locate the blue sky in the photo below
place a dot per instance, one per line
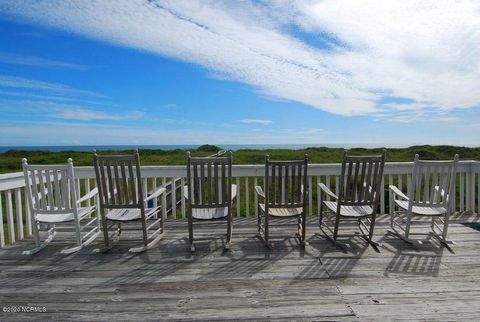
(188, 72)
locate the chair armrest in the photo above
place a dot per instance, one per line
(397, 192)
(89, 195)
(259, 191)
(325, 189)
(442, 192)
(157, 193)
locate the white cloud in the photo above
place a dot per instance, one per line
(41, 86)
(424, 51)
(253, 121)
(59, 110)
(14, 59)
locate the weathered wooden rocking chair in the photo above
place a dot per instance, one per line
(51, 194)
(359, 192)
(284, 196)
(431, 193)
(122, 198)
(209, 191)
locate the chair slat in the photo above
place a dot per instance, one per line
(117, 182)
(56, 187)
(43, 200)
(211, 201)
(133, 190)
(126, 197)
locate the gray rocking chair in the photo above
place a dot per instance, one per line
(359, 192)
(122, 198)
(430, 195)
(210, 191)
(284, 196)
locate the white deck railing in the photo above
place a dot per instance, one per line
(15, 215)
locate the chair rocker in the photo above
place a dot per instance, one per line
(431, 194)
(51, 194)
(359, 192)
(210, 192)
(122, 199)
(284, 196)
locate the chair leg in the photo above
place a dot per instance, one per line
(48, 238)
(105, 231)
(266, 232)
(147, 246)
(302, 229)
(320, 211)
(144, 230)
(337, 224)
(190, 233)
(229, 231)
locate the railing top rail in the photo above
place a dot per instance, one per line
(16, 180)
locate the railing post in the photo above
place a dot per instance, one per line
(247, 199)
(382, 196)
(9, 212)
(182, 182)
(237, 179)
(255, 183)
(19, 211)
(310, 197)
(2, 232)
************
## Problem requirements
Only a number is required here: the count of lines in these entries that hold "chair".

## Expected answer
6